▶ **TEXT TO READ**
↓
SECTORS = [101, 102, 103, 104, 205, 206, 207, 308, 309, 310, 311]
SECTOR_NAMES = pd.Series({
101: 'Basic Materials',
102: 'Consumer Cyclical',
103: 'Financial Services',
104: 'Real Estate',
205: 'Consumer Defensive',
206: 'Healthcare',
207: 'Utilities',
308: 'Communication Services',
309: 'Energy',
310: 'Industrials',
311: 'Technology' ,
})
baskets = pd.Series(index=range(len(SECTORS)))
for i in range(len(SECTORS)):
baskets[i] = calc_spread(5, 3, data['sector'] == SECTORS[i])
plt.bar(baskets.index, baskets, color=color)
plt.xticks(range(len(SECTORS)), SECTOR_NAMES, rotation=25)
plt.title('Average returns by sector');
The strategy doesn't look too reliant on any particular sector. Communications Services is a little high, but that sector also has relatively few events.
Here I make a final robustness test by examining how the strategy does by sector and also by liquidity filter. I use both ADV percentile thresholds and the Q1500US and Q500US liquid universes.
liquidity_names = ['all', 'adv_50', 'adv_70', 'adv_90', 'q1500us', 'q500us']
liquidity_locs = {
'all': True,
'adv_50': data['adv_percentile'] >= 50,
'adv_70': data['adv_percentile'] >= 70,
'adv_90': data['adv_percentile'] >= 90,
'q1500us': data['q1500us'],
'q500us': data['q500us'],
}
spread_matrix = pd.DataFrame(columns=liquidity_names, index=SECTOR_NAMES, dtype=float)
freq_matrix = pd.DataFrame(columns=liquidity_names, index=SECTOR_NAMES, dtype=int)
for liquidity_filter in liquidity_names:
for sector in SECTORS:
loc = liquidity_locs[liquidity_filter] & (data['sector'] == sector)
spread_matrix.loc[SECTOR_NAMES[sector], liquidity_filter] = calc_spread(5, 3, loc)
freq_matrix.loc[SECTOR_NAMES[sector], liquidity_filter] = len(data[loc])
freq_matrix.loc['all'] = freq_matrix.sum()
spread_matrix.loc['all'] = (spread_matrix * freq_matrix).sum() / freq_matrix.loc['all']
ax = sns.heatmap(spread_matrix, annot=True)
ax.set(xlabel='liquidity filter', ylabel='sector', title='Returns by sector and liquidity filter')
print 'Event frequency:'
freq_matrix
The liquidity filters that perform best are ADV percentile >= 90 and Q500US, and they look fairly consistent across sectors. Sector 308 (communications) is very profitable on average, but it also has relatively few events, so that may be pure chance.
↑
▶ **REQUEST A**
Extract the passage of the excerpt on sector returns from "plt.title('Average returns by" up to and including "Q500US liquid universes.", word for word.
The excerpt on sector returns has no connection to the entries.

▶ **SUPPLIED MATERIAL**
↓
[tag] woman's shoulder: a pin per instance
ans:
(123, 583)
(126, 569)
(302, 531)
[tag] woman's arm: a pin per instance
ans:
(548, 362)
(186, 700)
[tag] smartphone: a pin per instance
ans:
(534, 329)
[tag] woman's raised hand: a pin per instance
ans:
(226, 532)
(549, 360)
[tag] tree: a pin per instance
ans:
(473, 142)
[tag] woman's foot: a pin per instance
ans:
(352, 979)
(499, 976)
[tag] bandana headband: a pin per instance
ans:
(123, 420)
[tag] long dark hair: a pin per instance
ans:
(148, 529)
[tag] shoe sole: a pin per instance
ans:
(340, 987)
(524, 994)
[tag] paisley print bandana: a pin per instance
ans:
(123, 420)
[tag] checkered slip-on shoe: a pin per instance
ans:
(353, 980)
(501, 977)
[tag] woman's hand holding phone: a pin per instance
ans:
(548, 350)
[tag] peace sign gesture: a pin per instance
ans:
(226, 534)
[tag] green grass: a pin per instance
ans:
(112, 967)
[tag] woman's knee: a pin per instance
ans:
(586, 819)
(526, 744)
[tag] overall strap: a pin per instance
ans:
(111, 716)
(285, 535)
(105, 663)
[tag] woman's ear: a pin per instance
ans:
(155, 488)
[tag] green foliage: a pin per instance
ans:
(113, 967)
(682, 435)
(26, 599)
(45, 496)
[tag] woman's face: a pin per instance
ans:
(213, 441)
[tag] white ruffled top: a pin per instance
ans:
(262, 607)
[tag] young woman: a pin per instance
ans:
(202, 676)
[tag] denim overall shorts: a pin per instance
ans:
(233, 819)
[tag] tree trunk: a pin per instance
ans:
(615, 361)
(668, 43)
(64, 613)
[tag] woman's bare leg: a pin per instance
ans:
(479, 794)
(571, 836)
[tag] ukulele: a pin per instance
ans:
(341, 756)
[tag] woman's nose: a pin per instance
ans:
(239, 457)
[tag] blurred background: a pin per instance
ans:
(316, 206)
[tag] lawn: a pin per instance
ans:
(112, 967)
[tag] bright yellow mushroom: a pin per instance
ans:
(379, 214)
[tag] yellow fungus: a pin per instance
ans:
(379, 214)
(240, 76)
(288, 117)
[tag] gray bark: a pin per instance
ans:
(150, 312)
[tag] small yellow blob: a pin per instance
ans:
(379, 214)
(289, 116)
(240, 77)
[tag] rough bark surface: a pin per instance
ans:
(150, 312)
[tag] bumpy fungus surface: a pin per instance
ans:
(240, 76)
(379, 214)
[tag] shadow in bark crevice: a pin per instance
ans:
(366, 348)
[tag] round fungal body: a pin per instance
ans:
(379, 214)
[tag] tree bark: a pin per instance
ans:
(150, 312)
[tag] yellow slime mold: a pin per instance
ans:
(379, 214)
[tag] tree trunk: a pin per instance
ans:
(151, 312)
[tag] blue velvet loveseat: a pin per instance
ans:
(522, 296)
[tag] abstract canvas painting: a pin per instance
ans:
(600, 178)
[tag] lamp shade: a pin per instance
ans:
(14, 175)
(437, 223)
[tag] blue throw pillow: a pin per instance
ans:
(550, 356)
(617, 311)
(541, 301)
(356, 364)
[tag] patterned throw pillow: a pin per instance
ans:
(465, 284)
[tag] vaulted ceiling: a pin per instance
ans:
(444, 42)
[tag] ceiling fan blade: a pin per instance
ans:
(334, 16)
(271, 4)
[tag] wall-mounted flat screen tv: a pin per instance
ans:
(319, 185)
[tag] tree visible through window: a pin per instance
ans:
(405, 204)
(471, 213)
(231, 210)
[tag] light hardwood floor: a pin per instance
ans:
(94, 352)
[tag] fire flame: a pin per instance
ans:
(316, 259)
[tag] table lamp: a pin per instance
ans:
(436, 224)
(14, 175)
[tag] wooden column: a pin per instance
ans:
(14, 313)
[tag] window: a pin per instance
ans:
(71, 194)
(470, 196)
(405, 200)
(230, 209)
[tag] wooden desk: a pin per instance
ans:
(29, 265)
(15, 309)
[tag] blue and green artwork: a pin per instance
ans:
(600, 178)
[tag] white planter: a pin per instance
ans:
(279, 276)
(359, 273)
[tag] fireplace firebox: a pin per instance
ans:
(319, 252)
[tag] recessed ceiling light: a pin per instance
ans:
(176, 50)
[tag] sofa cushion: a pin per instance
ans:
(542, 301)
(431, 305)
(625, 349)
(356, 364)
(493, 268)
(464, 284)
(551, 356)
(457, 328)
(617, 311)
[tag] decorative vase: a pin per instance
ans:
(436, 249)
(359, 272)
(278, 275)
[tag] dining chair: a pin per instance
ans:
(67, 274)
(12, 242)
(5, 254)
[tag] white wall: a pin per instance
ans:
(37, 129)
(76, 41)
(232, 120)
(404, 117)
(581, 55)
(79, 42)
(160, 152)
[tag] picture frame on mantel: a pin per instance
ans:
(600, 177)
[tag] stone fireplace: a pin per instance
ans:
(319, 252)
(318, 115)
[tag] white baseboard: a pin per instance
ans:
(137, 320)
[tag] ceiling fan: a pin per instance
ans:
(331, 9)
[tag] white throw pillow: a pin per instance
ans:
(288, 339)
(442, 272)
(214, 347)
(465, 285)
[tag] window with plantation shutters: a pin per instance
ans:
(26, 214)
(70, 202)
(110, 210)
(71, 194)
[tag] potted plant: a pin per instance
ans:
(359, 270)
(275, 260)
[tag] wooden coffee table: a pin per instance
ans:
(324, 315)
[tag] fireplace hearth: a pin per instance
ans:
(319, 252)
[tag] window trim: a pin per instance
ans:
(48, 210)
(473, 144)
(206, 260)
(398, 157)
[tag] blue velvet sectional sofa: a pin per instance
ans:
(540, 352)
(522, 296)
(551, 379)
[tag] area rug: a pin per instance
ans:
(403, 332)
↑
▶ **REQUEST B**
Please copy the entries verbatim from the line with "[tag] fire flame: a pin per instance" up to and including the last line of the entries.

▶ **FULL RESPONSE A**
plt.title('Average returns by sector');
The strategy doesn't look too reliant on any particular sector. Communications Services is a little high, but that sector also has relatively few events.
Here I make a final robustness test by examining how the strategy does by sector and also by liquidity filter. I use both ADV percentile thresholds and the Q1500US and Q500US liquid universes.

▶ **FULL RESPONSE B**
[tag] fire flame: a pin per instance
ans:
(316, 259)
[tag] table lamp: a pin per instance
ans:
(436, 224)
(14, 175)
[tag] wooden column: a pin per instance
ans:
(14, 313)
[tag] window: a pin per instance
ans:
(71, 194)
(470, 196)
(405, 200)
(230, 209)
[tag] wooden desk: a pin per instance
ans:
(29, 265)
(15, 309)
[tag] blue and green artwork: a pin per instance
ans:
(600, 178)
[tag] white planter: a pin per instance
ans:
(279, 276)
(359, 273)
[tag] fireplace firebox: a pin per instance
ans:
(319, 252)
[tag] recessed ceiling light: a pin per instance
ans:
(176, 50)
[tag] sofa cushion: a pin per instance
ans:
(542, 301)
(431, 305)
(625, 349)
(356, 364)
(493, 268)
(464, 284)
(551, 356)
(457, 328)
(617, 311)
[tag] decorative vase: a pin per instance
ans:
(436, 249)
(359, 272)
(278, 275)
[tag] dining chair: a pin per instance
ans:
(67, 274)
(12, 242)
(5, 254)
[tag] white wall: a pin per instance
ans:
(37, 129)
(76, 41)
(232, 120)
(404, 117)
(581, 55)
(79, 42)
(160, 152)
[tag] picture frame on mantel: a pin per instance
ans:
(600, 177)
[tag] stone fireplace: a pin per instance
ans:
(319, 252)
(318, 115)
[tag] white baseboard: a pin per instance
ans:
(137, 320)
[tag] ceiling fan: a pin per instance
ans:
(331, 9)
[tag] white throw pillow: a pin per instance
ans:
(288, 339)
(442, 272)
(214, 347)
(465, 285)
[tag] window with plantation shutters: a pin per instance
ans:
(26, 214)
(70, 202)
(110, 210)
(71, 194)
[tag] potted plant: a pin per instance
ans:
(359, 270)
(275, 260)
[tag] wooden coffee table: a pin per instance
ans:
(324, 315)
[tag] fireplace hearth: a pin per instance
ans:
(319, 252)
[tag] window trim: a pin per instance
ans:
(48, 210)
(473, 144)
(206, 260)
(398, 157)
[tag] blue velvet sectional sofa: a pin per instance
ans:
(540, 352)
(522, 296)
(551, 379)
[tag] area rug: a pin per instance
ans:
(403, 332)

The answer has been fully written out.